- TASK -
Below are some entries; report how many of their lines contain the word "stage", giving nothing besides the number.

- RECORDS TO USE -

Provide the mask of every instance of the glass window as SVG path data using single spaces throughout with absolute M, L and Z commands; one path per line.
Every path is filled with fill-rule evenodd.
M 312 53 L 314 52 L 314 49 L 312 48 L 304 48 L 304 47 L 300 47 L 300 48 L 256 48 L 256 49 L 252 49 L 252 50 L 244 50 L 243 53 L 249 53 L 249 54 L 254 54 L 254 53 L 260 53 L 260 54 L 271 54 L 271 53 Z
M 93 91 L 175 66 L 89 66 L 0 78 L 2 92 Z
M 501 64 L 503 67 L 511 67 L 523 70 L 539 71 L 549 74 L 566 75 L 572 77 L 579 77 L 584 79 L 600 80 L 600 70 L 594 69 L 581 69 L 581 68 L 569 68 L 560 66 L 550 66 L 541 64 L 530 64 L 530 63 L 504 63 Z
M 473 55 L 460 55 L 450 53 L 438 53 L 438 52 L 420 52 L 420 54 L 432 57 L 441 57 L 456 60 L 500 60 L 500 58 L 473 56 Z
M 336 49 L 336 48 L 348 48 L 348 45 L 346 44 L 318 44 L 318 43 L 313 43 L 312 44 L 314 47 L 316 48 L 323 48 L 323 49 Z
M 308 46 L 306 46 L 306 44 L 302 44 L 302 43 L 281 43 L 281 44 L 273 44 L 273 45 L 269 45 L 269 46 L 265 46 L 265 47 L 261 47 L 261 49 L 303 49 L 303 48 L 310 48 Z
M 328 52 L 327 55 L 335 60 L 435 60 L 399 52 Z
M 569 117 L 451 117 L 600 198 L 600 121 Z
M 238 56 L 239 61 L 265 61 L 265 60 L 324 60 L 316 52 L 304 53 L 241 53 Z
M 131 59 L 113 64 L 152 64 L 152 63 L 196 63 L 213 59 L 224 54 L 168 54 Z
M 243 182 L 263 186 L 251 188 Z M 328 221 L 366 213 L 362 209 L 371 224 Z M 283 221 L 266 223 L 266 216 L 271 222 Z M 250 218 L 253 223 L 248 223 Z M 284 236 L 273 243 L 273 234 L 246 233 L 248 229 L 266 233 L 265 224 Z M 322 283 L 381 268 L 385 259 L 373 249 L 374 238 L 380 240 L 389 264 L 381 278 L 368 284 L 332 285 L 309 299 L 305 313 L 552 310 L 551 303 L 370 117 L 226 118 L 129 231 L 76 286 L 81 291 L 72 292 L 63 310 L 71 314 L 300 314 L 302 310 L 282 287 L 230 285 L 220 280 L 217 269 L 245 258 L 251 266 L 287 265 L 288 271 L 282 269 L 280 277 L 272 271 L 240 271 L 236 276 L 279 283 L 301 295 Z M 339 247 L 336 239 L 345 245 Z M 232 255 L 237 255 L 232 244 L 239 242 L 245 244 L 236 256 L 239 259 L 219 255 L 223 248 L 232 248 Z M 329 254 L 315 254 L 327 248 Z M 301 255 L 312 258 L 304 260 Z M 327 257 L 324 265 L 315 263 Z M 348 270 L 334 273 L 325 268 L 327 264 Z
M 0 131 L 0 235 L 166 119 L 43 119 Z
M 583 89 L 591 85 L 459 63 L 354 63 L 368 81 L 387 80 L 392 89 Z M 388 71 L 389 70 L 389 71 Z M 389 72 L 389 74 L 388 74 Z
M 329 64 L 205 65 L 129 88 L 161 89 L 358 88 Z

* * *

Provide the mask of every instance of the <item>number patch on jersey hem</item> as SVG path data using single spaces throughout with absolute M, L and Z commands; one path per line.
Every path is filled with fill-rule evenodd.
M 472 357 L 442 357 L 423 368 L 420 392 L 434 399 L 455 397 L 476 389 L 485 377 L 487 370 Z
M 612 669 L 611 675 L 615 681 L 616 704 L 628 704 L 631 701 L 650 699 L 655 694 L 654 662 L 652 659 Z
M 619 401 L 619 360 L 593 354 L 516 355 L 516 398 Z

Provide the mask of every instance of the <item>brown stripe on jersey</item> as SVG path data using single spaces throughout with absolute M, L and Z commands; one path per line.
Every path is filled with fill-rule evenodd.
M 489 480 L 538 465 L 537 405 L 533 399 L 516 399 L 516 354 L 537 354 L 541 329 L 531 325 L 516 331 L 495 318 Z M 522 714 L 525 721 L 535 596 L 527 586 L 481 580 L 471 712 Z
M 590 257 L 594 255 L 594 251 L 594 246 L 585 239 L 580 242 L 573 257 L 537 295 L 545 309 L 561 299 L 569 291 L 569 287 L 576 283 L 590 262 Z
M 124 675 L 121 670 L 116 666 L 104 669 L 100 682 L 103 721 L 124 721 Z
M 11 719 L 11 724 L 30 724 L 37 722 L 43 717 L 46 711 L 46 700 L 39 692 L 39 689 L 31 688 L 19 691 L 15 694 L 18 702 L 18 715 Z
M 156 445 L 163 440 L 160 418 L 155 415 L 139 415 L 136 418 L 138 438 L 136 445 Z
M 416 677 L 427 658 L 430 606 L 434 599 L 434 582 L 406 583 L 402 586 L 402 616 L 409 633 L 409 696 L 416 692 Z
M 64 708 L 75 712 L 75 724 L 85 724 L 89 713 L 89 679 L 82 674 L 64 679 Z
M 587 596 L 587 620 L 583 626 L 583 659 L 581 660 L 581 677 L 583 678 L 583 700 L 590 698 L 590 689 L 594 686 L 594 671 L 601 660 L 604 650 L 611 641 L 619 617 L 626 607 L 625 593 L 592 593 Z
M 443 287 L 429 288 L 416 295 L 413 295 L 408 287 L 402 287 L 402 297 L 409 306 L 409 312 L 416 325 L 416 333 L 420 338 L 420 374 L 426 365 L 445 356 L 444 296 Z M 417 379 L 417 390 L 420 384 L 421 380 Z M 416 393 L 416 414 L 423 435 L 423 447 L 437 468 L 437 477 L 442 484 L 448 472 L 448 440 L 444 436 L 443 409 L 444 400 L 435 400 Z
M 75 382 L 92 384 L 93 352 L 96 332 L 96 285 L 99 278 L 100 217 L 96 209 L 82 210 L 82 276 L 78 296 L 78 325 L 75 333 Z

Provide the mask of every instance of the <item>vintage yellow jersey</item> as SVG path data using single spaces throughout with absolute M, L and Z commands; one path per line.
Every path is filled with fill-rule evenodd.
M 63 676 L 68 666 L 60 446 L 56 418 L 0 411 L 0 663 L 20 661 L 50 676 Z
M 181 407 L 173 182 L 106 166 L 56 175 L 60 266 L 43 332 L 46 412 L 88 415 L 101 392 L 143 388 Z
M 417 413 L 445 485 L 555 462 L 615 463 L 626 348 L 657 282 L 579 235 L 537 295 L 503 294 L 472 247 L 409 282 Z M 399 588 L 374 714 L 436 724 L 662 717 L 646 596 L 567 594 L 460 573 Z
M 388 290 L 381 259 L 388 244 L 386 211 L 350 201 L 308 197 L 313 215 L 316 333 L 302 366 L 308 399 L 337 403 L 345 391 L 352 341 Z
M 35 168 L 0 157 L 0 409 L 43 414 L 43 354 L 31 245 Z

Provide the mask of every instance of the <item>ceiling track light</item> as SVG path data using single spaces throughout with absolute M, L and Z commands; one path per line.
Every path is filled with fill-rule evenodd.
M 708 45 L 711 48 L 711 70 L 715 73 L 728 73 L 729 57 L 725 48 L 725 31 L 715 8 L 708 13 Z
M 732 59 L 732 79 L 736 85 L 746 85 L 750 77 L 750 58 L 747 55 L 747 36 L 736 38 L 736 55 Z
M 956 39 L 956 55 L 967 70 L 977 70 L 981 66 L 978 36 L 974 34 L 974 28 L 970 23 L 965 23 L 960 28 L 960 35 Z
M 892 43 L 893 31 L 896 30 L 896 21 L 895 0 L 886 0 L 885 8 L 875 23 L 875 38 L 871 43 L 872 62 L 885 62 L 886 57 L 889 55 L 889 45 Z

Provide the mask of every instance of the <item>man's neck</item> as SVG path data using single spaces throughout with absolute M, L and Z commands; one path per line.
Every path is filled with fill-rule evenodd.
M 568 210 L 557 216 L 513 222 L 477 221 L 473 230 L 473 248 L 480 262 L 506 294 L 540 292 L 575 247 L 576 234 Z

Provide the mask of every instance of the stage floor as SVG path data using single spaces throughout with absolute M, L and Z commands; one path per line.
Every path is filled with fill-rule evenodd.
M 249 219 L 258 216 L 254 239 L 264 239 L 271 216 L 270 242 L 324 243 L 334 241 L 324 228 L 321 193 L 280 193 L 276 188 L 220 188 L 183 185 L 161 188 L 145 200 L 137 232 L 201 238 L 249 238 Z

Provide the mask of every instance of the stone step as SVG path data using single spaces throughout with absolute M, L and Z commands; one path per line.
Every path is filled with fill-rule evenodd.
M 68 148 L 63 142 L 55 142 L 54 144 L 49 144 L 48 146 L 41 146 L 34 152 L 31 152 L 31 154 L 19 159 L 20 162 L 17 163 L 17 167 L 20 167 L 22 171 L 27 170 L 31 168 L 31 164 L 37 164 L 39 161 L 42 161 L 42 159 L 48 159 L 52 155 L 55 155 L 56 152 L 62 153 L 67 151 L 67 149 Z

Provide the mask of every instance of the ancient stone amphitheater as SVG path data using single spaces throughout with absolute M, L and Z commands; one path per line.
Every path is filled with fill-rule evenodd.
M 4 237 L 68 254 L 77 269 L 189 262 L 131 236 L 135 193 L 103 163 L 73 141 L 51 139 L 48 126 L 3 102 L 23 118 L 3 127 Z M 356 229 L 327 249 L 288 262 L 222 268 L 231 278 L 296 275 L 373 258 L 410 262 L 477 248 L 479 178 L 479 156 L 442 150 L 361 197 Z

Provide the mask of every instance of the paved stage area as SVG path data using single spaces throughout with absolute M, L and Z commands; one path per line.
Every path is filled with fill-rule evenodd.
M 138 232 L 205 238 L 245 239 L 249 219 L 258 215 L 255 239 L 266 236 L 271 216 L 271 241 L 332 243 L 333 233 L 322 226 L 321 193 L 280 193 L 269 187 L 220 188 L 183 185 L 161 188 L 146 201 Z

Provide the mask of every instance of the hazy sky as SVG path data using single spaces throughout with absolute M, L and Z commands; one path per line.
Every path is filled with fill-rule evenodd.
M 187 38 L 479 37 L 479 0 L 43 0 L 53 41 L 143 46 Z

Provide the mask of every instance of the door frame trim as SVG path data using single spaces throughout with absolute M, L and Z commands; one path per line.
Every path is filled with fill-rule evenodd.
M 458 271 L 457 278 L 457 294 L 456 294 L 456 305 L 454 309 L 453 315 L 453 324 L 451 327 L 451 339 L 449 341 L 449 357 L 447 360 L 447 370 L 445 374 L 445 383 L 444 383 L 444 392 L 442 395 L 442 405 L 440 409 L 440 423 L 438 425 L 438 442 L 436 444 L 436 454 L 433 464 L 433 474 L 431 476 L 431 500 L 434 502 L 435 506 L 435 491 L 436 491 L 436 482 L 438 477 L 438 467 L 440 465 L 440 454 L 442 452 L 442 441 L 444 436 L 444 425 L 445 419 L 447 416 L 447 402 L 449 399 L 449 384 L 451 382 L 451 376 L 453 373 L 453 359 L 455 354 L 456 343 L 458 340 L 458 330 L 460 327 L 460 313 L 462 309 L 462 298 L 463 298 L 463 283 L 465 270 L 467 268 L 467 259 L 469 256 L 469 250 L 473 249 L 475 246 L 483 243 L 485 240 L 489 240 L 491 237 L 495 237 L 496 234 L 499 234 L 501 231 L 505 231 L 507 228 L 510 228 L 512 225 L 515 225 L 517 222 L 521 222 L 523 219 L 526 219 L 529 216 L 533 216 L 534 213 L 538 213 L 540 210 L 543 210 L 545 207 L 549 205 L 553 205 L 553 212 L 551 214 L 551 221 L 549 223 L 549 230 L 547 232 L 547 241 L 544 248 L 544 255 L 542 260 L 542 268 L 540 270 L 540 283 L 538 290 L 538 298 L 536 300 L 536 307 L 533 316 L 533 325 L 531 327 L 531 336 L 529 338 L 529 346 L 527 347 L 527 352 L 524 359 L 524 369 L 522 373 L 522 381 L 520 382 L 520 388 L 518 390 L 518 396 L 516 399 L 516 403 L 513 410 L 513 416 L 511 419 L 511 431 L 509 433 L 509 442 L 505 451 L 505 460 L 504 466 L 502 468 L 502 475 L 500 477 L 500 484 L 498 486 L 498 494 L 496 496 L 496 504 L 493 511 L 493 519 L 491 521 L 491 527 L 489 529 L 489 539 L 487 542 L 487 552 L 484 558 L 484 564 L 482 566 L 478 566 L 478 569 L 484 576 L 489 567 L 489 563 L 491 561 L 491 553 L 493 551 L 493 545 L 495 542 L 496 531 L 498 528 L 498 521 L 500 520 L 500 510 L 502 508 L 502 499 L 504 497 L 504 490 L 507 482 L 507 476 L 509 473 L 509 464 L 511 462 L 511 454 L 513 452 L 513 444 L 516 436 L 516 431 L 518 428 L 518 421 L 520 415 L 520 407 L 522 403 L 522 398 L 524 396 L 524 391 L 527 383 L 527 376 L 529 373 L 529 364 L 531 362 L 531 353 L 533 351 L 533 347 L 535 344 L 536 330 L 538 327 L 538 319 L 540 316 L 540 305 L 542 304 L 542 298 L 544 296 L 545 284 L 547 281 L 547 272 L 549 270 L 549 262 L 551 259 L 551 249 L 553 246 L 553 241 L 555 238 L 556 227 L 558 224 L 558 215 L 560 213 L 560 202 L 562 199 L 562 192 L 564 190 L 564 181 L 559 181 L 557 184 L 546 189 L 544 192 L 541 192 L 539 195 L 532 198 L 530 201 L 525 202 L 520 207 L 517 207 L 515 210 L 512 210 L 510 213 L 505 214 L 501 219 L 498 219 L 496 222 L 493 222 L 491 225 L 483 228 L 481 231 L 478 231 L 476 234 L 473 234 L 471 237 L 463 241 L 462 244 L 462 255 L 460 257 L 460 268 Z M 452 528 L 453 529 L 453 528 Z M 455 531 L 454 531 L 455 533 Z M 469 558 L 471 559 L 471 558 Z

- EXPECTED ANSWER -
2